▶ Page extract:
Hon Speaker, Hon Deputy President, Ministers and Deputy Ministers present here, hon members, as we introduce the debate on the proposed budget framework for 2013, we do so consciously aware that the global economic environment remains uncertain, with most countries facing a common threat of challenges with specific grievances that differ and vary from country to country.
Most emerging economies today suffer from a common economic deficit and the confluence of external or exogenous factors and internal or domestic economic challenges that are characterised by slow growth, unemployment, poverty and inequality between the rich and the poor.
It is this growing social distance that undermines global social cohesion and that undermines the ability of nations to attain social cohesion and overcome economic barriers. Communities need to be assisted to overcome social and economic barriers in order to achieve this social cohesion that we talk about. Labour needs skills to function in a global economic environment, but it also needs leadership to champion and protect their interests on the factory floor. Governments, the world over, need policies to combat the triple challenge of an economic system that continues to produce youth unemployment, poverty and inequality.

[Image object location records]
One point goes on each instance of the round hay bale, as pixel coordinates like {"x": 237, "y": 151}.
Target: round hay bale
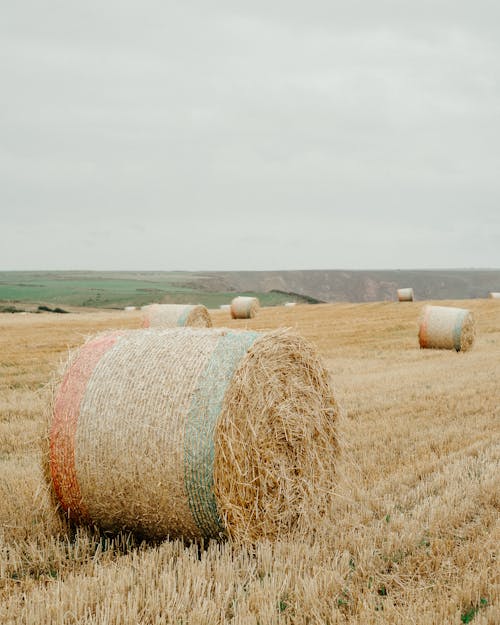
{"x": 244, "y": 307}
{"x": 176, "y": 315}
{"x": 405, "y": 295}
{"x": 194, "y": 432}
{"x": 445, "y": 327}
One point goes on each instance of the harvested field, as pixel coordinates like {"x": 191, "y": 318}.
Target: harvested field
{"x": 411, "y": 539}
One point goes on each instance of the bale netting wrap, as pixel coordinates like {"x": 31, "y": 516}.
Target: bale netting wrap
{"x": 405, "y": 295}
{"x": 194, "y": 432}
{"x": 446, "y": 327}
{"x": 244, "y": 307}
{"x": 176, "y": 315}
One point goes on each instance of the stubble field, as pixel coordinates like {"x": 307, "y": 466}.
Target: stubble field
{"x": 413, "y": 533}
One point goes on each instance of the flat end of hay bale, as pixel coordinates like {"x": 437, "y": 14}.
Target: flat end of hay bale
{"x": 276, "y": 443}
{"x": 446, "y": 327}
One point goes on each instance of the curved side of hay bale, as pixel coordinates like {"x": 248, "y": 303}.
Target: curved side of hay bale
{"x": 193, "y": 432}
{"x": 405, "y": 295}
{"x": 244, "y": 307}
{"x": 446, "y": 327}
{"x": 176, "y": 315}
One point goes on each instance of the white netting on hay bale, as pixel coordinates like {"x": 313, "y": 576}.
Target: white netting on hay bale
{"x": 405, "y": 295}
{"x": 176, "y": 315}
{"x": 194, "y": 432}
{"x": 446, "y": 327}
{"x": 244, "y": 307}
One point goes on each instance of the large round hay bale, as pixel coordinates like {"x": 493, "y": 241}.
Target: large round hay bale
{"x": 176, "y": 315}
{"x": 194, "y": 432}
{"x": 446, "y": 327}
{"x": 405, "y": 295}
{"x": 244, "y": 307}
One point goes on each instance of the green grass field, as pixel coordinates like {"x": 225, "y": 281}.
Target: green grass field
{"x": 117, "y": 289}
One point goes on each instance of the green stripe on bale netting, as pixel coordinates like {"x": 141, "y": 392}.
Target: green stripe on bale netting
{"x": 457, "y": 330}
{"x": 206, "y": 405}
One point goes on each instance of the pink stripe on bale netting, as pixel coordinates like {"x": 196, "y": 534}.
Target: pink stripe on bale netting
{"x": 65, "y": 421}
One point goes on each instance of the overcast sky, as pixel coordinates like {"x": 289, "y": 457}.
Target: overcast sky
{"x": 249, "y": 135}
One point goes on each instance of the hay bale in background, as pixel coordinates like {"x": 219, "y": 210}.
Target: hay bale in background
{"x": 194, "y": 432}
{"x": 446, "y": 327}
{"x": 176, "y": 315}
{"x": 244, "y": 307}
{"x": 405, "y": 295}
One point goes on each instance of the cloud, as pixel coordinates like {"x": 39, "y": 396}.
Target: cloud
{"x": 367, "y": 131}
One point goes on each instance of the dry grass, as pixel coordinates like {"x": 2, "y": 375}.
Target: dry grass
{"x": 173, "y": 315}
{"x": 413, "y": 535}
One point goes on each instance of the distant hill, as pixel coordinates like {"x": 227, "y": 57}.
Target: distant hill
{"x": 366, "y": 286}
{"x": 110, "y": 289}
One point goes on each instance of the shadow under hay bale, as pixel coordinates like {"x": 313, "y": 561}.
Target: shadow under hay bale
{"x": 406, "y": 295}
{"x": 176, "y": 315}
{"x": 199, "y": 433}
{"x": 244, "y": 307}
{"x": 446, "y": 327}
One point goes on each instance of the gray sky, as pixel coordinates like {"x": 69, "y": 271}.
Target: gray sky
{"x": 249, "y": 135}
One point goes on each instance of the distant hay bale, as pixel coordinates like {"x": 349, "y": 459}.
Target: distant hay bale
{"x": 405, "y": 295}
{"x": 176, "y": 315}
{"x": 244, "y": 307}
{"x": 194, "y": 432}
{"x": 446, "y": 327}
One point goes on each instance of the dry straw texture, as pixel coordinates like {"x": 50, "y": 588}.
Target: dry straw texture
{"x": 176, "y": 315}
{"x": 446, "y": 327}
{"x": 412, "y": 535}
{"x": 405, "y": 295}
{"x": 194, "y": 432}
{"x": 244, "y": 307}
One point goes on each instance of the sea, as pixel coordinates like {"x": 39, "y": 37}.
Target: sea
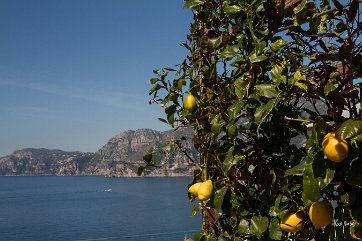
{"x": 93, "y": 208}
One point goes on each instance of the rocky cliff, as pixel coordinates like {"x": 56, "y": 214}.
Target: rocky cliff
{"x": 120, "y": 156}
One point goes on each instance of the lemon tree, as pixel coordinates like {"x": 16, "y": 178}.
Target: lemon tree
{"x": 272, "y": 90}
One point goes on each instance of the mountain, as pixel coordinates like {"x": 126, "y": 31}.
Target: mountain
{"x": 120, "y": 156}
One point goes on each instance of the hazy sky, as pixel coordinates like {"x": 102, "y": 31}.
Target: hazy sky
{"x": 74, "y": 73}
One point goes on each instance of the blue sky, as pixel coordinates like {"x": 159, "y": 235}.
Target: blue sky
{"x": 74, "y": 73}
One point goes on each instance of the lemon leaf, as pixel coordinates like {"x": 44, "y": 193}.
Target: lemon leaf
{"x": 349, "y": 129}
{"x": 219, "y": 197}
{"x": 274, "y": 231}
{"x": 233, "y": 9}
{"x": 192, "y": 3}
{"x": 258, "y": 225}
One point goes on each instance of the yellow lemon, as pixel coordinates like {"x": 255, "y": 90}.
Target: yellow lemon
{"x": 357, "y": 234}
{"x": 321, "y": 214}
{"x": 194, "y": 188}
{"x": 205, "y": 190}
{"x": 189, "y": 102}
{"x": 334, "y": 148}
{"x": 292, "y": 222}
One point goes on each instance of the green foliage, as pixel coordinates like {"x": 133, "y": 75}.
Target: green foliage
{"x": 268, "y": 88}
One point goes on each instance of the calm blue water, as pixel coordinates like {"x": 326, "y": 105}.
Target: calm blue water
{"x": 95, "y": 208}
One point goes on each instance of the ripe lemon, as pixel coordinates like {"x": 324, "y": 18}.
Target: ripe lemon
{"x": 292, "y": 222}
{"x": 205, "y": 190}
{"x": 321, "y": 214}
{"x": 357, "y": 234}
{"x": 189, "y": 102}
{"x": 194, "y": 188}
{"x": 334, "y": 148}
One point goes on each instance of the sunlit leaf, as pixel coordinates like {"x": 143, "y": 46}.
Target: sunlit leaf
{"x": 233, "y": 9}
{"x": 254, "y": 58}
{"x": 349, "y": 129}
{"x": 192, "y": 3}
{"x": 267, "y": 90}
{"x": 219, "y": 197}
{"x": 230, "y": 51}
{"x": 274, "y": 230}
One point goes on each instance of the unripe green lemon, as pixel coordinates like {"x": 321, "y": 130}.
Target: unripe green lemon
{"x": 189, "y": 102}
{"x": 292, "y": 222}
{"x": 334, "y": 148}
{"x": 321, "y": 214}
{"x": 194, "y": 188}
{"x": 205, "y": 190}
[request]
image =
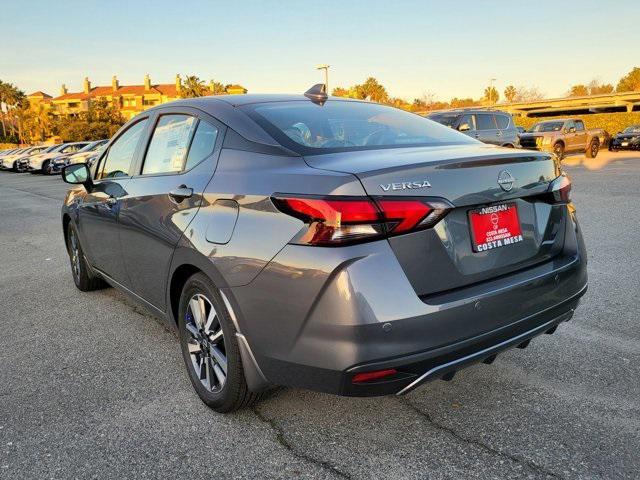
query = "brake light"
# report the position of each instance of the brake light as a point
(335, 221)
(560, 189)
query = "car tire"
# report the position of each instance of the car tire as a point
(594, 147)
(205, 326)
(84, 279)
(558, 149)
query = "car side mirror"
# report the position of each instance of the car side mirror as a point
(78, 174)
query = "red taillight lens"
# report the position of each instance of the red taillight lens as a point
(341, 220)
(560, 189)
(376, 375)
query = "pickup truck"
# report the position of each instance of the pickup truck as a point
(562, 136)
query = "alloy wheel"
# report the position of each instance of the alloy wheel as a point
(206, 343)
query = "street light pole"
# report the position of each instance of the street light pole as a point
(326, 75)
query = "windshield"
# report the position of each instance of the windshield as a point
(547, 127)
(308, 128)
(448, 120)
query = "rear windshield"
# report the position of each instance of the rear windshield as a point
(308, 128)
(547, 127)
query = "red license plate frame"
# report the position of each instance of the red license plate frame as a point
(494, 226)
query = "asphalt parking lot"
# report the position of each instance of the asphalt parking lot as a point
(92, 386)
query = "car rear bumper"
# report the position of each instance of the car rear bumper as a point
(314, 322)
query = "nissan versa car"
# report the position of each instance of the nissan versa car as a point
(330, 244)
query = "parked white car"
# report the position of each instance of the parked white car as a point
(10, 162)
(40, 163)
(81, 156)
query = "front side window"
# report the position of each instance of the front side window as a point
(309, 128)
(485, 122)
(467, 123)
(118, 159)
(502, 121)
(547, 127)
(169, 144)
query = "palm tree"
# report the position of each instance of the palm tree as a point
(193, 87)
(216, 88)
(510, 93)
(491, 95)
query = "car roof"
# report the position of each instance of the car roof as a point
(469, 110)
(226, 109)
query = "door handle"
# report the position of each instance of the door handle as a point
(181, 193)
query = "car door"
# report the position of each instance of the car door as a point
(580, 136)
(98, 213)
(487, 129)
(570, 136)
(164, 195)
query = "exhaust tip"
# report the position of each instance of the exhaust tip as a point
(447, 377)
(489, 360)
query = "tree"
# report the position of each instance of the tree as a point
(510, 93)
(11, 99)
(524, 94)
(596, 88)
(371, 89)
(101, 120)
(578, 91)
(491, 95)
(193, 87)
(340, 92)
(462, 102)
(216, 88)
(630, 82)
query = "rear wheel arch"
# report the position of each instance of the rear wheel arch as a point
(178, 278)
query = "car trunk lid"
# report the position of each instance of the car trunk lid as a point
(478, 182)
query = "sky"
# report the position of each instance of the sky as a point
(443, 48)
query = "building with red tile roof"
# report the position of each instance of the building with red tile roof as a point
(130, 99)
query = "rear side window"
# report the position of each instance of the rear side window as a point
(467, 122)
(117, 161)
(169, 144)
(485, 121)
(202, 144)
(502, 121)
(179, 142)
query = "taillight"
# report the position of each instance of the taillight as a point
(333, 221)
(560, 189)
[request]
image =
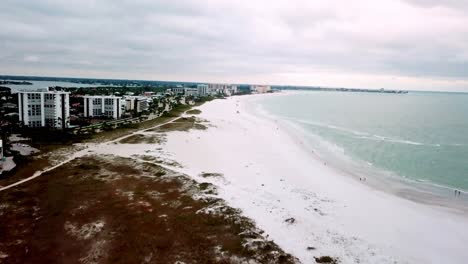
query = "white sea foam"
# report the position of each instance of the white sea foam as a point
(272, 177)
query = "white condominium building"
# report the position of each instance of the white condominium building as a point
(102, 105)
(136, 103)
(260, 88)
(44, 108)
(203, 89)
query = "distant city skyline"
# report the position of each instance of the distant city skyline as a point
(392, 44)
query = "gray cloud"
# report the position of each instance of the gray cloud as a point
(235, 40)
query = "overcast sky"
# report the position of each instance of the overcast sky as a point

▶ Required tasks:
**1)** In the budget debate speech, what does labour need besides skills?
**2)** Pick up the budget debate speech after its last sentence and continue it.

▶ Exercise results:
**1)** Labour needs leadership to champion and protect their interests on the factory floor.

**2)**
While we understand the extent that the external challenges impose on many developing nations, resulting in the failure of developed economies particularly in the USA and Europe, the challenges are underpinned by our unique circumstances, in our case the confluence of both exogenous and endogenous factors.
The recently released 2011 Census results aptly depict or capture the challenges we have to grapple with and respond to in this Medium-Term Budget Policy Framework. The Census results tell us a story - a journey we have traversed and travelled as a people to advance the nation for it to have a just, fair and equitable economic system in order to create a nonracial, democratic and prosperous society.
Census 2011, again, tells us a story of an economic system that is less efficient in the redistribution of wealth, an economic system that has failed the majority of our people ...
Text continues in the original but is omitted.